▸ WRITTEN INSTRUCTION:
Rewrite the records from the line containing "segment --target person" through the end of the records, changing "even-odd" to "nonzero" and leaving everything else as it is.

▸ MATERIALS PROVIDED:
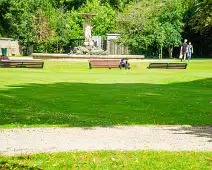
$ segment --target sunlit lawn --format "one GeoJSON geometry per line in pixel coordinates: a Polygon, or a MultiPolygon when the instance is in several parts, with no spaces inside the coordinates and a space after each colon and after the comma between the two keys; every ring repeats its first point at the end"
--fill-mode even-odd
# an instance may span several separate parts
{"type": "Polygon", "coordinates": [[[212,168],[207,152],[72,152],[0,157],[1,169],[137,169],[206,170],[212,168]]]}
{"type": "Polygon", "coordinates": [[[88,69],[45,61],[44,69],[0,69],[0,128],[212,125],[212,60],[186,70],[88,69]]]}

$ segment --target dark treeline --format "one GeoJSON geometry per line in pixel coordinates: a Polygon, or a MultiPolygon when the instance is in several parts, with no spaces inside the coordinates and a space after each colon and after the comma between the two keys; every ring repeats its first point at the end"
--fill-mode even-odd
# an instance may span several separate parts
{"type": "Polygon", "coordinates": [[[212,57],[212,0],[0,0],[0,37],[35,52],[66,52],[83,38],[80,13],[95,13],[93,35],[121,33],[132,53],[179,55],[184,38],[194,56],[212,57]]]}

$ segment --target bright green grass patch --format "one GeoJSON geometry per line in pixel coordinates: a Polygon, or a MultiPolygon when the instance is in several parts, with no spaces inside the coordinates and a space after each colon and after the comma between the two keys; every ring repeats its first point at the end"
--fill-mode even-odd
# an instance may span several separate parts
{"type": "Polygon", "coordinates": [[[0,69],[0,128],[212,125],[212,60],[186,70],[88,69],[45,61],[0,69]]]}
{"type": "Polygon", "coordinates": [[[2,169],[175,169],[212,168],[207,152],[71,152],[0,157],[2,169]]]}

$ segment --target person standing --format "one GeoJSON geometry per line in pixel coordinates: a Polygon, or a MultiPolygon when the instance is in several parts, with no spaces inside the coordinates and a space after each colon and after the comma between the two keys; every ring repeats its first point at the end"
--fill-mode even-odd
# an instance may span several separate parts
{"type": "Polygon", "coordinates": [[[181,61],[182,60],[186,60],[186,56],[187,56],[187,54],[188,54],[188,44],[187,44],[187,39],[185,39],[184,40],[184,43],[183,43],[183,45],[181,46],[181,49],[180,49],[180,53],[182,54],[182,58],[181,58],[181,61]]]}
{"type": "Polygon", "coordinates": [[[191,60],[191,54],[193,53],[193,45],[191,45],[191,42],[188,44],[188,61],[191,60]]]}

▸ WRITTEN RESPONSE:
$ segment --target person standing --format "one GeoJSON geometry per line in pixel coordinates: a Polygon, or a MultiPolygon when the instance is in several parts, with no spaces inside the coordinates and a space after each colon and after the comma between the two keys; every ring repeats its first point at the end"
--fill-mode nonzero
# an instance may span several separate parts
{"type": "Polygon", "coordinates": [[[181,61],[182,60],[186,60],[186,56],[187,56],[187,54],[188,54],[188,44],[187,44],[187,39],[185,39],[184,40],[184,43],[183,43],[183,45],[181,46],[181,49],[180,49],[180,53],[182,54],[182,58],[181,58],[181,61]]]}
{"type": "Polygon", "coordinates": [[[191,60],[191,54],[193,53],[193,45],[191,45],[191,42],[188,44],[188,61],[191,60]]]}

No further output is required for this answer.